### INPUT DATA ###

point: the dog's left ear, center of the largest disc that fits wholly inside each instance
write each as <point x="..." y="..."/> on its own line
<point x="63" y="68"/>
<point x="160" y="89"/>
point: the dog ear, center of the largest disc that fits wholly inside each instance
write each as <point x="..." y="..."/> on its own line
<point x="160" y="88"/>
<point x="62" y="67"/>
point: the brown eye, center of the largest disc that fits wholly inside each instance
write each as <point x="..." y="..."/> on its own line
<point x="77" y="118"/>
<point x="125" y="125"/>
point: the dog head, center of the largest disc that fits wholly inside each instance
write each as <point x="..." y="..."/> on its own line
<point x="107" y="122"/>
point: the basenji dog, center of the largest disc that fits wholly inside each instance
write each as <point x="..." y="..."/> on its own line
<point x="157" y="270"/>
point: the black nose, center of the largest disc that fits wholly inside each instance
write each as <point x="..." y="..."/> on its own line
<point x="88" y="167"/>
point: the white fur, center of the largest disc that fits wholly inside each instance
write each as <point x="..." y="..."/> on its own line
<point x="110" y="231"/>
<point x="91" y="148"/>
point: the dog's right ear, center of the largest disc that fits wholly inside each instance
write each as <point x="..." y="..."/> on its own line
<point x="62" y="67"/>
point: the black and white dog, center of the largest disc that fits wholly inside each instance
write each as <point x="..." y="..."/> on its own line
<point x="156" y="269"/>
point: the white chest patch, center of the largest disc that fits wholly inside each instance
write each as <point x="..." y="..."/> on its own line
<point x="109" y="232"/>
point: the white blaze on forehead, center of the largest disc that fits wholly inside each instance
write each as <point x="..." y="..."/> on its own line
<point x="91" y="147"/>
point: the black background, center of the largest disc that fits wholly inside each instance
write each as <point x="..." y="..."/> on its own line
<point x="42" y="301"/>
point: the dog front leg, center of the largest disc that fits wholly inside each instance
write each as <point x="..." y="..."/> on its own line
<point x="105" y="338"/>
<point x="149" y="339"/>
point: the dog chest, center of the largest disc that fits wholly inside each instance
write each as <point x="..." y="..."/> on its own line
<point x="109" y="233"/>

###

■ **EXERCISE PROMPT**:
From the records above, please extract every line and repeat it exactly.

■ **TASK OUTPUT**:
point: the dog's left ear, center of the largest disc that fits wholly inside each instance
write each as <point x="..." y="..."/> on its own line
<point x="63" y="68"/>
<point x="160" y="89"/>
point: the dog ear, center of the largest disc that fits wholly inside each instance
write each as <point x="..." y="..."/> on its own line
<point x="160" y="88"/>
<point x="62" y="67"/>
point: the brown eye, center of the largest disc that fits wholly inside each instance
write each as <point x="..." y="..."/> on its own line
<point x="77" y="118"/>
<point x="125" y="125"/>
point: the dog head, center of the largest disc that fits wholly inside each instance
write each as <point x="..." y="..."/> on its own line
<point x="107" y="122"/>
point: the basenji dog, center of the largest disc that fits wholly inside each instance
write each as <point x="..." y="..."/> on its own line
<point x="157" y="270"/>
point: the black nose, center of the largest disc that fits wholly inside each instance
write each as <point x="..." y="..."/> on its own line
<point x="88" y="167"/>
point: the white fur, center of the largest disc that fits wholly inside each instance
write each as <point x="..." y="..."/> on its own line
<point x="110" y="231"/>
<point x="91" y="148"/>
point: the dog's right ear, center of the largest disc that fits wholly inside each instance
write each as <point x="..." y="..."/> on its own line
<point x="62" y="67"/>
point: the black and white dog, center of the largest disc that fits wholly inside each instance
write each as <point x="..." y="..."/> on its own line
<point x="156" y="269"/>
point: the white chest patch, center of the largest disc that fits wholly inside each instance
write each as <point x="..." y="..."/> on its own line
<point x="109" y="232"/>
point: the white blaze on forehead, center of the largest disc that fits wholly inside each instance
write each as <point x="..." y="..."/> on its own line
<point x="91" y="147"/>
point: the black background, center of the largest disc that fits wholly inside each instance
write each as <point x="..." y="..."/> on its own line
<point x="42" y="301"/>
point: the dog front leg, center of the largest disc that fits wholly inside each instance
write each as <point x="..." y="..."/> on its own line
<point x="105" y="338"/>
<point x="149" y="339"/>
point: the dog chest, center of the largest disc that fits wholly inside each instance
write each as <point x="..." y="..."/> on its own line
<point x="109" y="233"/>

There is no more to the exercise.